**Complete the following**.
A. Transcribe the link prediction passage from "Perspective of deep" to "correspondence with Fig. 5.".
B. Decide whether each statement agrees with the link prediction passage. Answer yes or no, and quote the deciding words.
(i) The approaches listed in Table 3 correspond one-to-one with Fig. 5.
(ii) Evaluation criteria are the first component of the proposed framework.
(iii) Evaluation criteria determine the quality and validity of a method.
C. According to the link prediction passage, what does Table 2 compare?

>> BEGIN Selection

Perspective of deep embedded model

Table 2 Comparisons among several multi-relational models in their scoring functions

For a more efficient representation, at the end of the Sect. 6.1 this classification together with related benefits and requirement is summarized in Table 3. In this table, the most important points and technical aspects are illustrated. It is noteworthy that the mentioned approaches in the table are in one-to-one correspondence with Fig. 5.

Table 3 Benefits and challenges of Link prediction models

7.2 Evaluation criteria

The second component of the proposed framework is the introduction of evaluation criteria in the link prediction. Evaluation criteria plays a significant role in evaluating the effectiveness and weakness of an algorithm. In fact, there are evaluation criteria that determine the quality and validity of a method. As long as evaluation criteria are being discussed, quantitative criteria always come to mind. However, it is noteworthy that the evaluation criteria do not end only on quantitative criteria, and the qualitative criteria are also determinants of the validity of an algorithm. Qualitative criteria cannot measure and represent with a number or a curve. These metrics are derived or inferred from two or more parameters and is often expressed in comparative terms. In the following, each quantitative and qualitative criterion is introduced and each type is expressed. The purpose of this section is to provide an overview of all the evaluation criteria that can be used to examine the validity, quality and capability of a method.

>> END Selection
>> BEGIN Data lines

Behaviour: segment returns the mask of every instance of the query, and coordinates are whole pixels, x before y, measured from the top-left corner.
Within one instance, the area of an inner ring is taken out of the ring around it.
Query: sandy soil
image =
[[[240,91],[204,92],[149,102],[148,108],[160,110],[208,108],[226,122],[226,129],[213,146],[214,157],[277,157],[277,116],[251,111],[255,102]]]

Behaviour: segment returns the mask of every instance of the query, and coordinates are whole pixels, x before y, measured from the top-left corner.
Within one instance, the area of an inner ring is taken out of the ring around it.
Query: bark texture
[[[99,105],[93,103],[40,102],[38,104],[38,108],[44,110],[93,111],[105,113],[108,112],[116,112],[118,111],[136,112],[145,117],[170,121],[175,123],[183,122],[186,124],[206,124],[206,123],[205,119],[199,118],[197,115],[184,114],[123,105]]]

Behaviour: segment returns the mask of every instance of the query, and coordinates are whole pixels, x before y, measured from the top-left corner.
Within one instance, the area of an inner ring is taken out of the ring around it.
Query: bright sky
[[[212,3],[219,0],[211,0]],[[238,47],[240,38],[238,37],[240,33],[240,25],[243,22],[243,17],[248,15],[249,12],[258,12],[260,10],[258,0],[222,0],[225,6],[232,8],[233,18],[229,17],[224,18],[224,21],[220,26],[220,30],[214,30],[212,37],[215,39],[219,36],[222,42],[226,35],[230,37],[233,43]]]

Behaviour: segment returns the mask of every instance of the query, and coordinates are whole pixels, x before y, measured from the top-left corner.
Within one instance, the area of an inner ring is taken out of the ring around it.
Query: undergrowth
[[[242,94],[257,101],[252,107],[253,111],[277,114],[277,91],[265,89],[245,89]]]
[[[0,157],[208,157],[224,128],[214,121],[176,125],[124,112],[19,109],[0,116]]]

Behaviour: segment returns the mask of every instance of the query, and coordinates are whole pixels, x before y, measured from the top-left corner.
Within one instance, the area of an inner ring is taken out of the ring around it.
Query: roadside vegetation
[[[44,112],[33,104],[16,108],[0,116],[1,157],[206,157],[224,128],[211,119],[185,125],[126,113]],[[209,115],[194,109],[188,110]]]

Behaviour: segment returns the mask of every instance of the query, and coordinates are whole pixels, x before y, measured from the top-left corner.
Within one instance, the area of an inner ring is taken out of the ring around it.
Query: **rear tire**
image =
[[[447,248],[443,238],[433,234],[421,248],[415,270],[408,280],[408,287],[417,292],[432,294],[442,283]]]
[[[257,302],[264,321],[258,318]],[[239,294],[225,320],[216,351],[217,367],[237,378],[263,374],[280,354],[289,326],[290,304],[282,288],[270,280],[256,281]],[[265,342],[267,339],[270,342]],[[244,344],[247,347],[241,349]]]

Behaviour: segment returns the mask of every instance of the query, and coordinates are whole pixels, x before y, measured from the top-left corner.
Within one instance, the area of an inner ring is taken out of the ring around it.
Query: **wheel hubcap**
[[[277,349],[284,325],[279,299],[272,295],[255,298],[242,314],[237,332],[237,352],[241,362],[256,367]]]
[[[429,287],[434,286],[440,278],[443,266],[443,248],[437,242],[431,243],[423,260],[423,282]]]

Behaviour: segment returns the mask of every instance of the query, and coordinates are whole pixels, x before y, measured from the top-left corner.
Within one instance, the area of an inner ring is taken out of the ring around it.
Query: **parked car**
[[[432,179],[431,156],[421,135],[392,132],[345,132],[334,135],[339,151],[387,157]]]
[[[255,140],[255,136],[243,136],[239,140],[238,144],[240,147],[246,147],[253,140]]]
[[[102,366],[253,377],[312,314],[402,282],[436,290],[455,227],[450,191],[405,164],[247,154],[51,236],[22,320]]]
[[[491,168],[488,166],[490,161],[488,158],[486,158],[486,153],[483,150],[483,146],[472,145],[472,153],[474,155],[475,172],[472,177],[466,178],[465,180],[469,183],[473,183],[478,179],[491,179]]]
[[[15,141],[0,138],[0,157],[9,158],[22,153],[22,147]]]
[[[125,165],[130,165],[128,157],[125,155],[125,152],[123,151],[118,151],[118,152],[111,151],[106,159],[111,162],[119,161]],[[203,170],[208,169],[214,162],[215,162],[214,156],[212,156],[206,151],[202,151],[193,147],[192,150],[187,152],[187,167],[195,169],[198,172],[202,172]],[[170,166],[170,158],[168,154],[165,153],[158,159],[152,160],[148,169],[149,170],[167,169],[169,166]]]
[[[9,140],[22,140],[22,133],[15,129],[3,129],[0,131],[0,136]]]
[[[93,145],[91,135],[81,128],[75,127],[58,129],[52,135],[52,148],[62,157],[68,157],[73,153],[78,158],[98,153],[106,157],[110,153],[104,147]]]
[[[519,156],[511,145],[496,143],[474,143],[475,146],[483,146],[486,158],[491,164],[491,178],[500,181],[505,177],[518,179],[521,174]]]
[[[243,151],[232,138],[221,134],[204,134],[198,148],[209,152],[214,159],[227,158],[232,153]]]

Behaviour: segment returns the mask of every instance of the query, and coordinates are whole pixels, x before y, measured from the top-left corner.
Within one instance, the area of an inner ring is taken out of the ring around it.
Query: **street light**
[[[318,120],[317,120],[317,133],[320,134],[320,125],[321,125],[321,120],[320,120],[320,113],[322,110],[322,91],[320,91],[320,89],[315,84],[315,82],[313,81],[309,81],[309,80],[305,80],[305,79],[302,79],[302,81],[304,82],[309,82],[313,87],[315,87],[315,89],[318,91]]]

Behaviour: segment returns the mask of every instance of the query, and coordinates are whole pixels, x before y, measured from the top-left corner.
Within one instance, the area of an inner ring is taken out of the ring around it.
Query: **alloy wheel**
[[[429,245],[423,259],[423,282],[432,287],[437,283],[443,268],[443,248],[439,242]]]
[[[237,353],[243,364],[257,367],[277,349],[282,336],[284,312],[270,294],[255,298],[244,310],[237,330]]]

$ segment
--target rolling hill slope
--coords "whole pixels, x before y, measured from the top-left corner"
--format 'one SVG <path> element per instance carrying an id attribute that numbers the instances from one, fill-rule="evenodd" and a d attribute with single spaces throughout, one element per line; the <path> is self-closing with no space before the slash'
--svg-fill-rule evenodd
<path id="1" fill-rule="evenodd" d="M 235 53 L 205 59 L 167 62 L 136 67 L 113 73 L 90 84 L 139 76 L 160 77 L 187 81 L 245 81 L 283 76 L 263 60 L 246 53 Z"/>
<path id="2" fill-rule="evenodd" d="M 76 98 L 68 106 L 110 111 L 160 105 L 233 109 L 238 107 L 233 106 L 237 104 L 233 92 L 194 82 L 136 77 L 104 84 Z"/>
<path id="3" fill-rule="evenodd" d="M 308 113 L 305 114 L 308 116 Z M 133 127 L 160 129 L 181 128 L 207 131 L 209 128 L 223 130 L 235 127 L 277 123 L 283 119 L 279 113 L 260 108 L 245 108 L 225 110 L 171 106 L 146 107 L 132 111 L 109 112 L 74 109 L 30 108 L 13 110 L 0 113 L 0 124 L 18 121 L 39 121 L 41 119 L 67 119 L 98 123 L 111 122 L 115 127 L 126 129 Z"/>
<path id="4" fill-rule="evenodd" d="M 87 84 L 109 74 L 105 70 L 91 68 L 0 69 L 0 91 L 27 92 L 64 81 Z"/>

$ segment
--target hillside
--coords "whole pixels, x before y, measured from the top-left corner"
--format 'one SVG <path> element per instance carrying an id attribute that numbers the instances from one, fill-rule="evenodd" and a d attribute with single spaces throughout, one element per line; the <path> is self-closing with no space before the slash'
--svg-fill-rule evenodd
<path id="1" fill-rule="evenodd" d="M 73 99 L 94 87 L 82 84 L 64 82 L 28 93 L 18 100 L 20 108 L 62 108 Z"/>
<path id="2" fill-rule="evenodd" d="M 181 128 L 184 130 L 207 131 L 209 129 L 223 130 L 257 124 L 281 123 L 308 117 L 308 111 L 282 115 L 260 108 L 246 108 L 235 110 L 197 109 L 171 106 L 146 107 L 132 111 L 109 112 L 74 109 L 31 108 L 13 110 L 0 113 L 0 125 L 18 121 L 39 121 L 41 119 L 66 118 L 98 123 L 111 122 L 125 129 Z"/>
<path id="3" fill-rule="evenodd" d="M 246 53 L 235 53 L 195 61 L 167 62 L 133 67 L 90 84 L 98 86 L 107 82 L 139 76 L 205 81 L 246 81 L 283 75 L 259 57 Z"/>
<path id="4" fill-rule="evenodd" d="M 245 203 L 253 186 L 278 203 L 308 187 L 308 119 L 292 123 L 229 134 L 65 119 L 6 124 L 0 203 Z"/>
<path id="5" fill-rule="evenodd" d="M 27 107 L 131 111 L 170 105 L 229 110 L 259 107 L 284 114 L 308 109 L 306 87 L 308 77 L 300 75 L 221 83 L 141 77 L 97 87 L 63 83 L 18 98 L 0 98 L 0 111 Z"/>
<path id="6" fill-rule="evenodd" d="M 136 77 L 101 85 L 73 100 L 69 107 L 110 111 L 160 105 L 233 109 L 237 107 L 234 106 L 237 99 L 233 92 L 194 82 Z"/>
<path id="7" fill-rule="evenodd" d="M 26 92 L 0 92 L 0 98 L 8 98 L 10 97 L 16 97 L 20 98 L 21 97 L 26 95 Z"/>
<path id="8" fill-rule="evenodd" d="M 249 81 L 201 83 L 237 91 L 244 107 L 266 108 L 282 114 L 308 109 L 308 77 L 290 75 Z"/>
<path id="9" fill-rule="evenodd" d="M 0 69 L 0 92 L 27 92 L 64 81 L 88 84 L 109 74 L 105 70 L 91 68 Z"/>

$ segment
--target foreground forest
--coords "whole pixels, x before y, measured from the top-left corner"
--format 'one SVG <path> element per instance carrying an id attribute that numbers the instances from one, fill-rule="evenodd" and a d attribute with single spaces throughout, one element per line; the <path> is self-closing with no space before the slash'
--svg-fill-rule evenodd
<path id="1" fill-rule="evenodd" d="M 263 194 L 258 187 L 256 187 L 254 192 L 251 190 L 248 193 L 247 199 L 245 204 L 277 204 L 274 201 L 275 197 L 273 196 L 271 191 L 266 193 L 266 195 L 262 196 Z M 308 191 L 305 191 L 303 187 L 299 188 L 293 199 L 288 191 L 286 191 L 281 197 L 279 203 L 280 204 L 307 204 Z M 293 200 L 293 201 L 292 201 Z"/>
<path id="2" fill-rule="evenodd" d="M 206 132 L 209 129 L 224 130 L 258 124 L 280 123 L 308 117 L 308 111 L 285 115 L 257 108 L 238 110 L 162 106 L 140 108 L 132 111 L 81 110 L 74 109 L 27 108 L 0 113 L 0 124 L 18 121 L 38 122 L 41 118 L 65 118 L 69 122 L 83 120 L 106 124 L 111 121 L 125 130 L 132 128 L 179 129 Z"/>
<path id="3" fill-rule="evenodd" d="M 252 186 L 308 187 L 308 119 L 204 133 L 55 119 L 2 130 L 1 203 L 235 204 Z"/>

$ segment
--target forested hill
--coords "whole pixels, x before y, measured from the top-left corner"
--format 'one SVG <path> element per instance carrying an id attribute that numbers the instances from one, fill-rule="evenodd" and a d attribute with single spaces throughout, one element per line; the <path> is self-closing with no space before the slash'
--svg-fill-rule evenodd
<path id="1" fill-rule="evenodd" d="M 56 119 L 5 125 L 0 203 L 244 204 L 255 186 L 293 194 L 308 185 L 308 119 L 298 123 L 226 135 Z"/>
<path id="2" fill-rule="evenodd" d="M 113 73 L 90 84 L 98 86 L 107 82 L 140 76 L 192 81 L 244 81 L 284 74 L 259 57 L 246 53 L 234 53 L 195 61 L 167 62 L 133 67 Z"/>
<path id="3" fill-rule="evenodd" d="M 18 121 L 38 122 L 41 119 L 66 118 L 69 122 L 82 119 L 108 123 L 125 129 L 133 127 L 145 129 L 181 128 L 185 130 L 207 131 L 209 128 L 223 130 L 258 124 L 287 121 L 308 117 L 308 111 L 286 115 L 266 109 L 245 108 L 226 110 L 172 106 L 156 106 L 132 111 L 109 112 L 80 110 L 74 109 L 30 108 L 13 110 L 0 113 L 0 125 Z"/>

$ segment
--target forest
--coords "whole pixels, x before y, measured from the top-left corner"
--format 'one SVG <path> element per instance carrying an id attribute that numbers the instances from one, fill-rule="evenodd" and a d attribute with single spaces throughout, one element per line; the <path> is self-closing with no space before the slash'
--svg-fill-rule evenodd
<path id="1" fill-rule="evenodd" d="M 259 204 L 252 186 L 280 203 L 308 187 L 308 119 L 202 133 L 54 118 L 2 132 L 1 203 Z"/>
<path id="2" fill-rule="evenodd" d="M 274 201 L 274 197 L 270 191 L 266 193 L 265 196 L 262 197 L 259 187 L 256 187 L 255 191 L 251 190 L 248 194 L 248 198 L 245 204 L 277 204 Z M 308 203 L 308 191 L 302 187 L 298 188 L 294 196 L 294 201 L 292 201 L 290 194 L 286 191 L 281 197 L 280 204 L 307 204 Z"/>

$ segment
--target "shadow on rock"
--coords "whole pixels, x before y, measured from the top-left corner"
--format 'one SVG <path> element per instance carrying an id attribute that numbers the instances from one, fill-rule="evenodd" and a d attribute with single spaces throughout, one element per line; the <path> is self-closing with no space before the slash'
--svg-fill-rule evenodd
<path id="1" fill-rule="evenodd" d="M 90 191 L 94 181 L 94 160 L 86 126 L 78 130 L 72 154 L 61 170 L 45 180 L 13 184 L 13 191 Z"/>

>> END Data lines

**Answers**.
A.
Perspective of deep embedded model

Table 2 Comparisons among several multi-relational models in their scoring functions

For a more efficient representation, at the end of the Sect. 6.1 this classification together with related benefits and requirement is summarized in Table 3. In this table, the most important points and technical aspects are illustrated. It is noteworthy that the mentioned approaches in the table are in one-to-one correspondence with Fig. 5.

B.
(i) Yes: "the mentioned approaches in the table are in one-to-one correspondence with Fig. 5"
(ii) No: "The second component of the proposed framework is the introduction of evaluation criteria in the link prediction."
(iii) Yes: "there are evaluation criteria that determine the quality and validity of a method"

C. Several multi-relational models, in their scoring functions.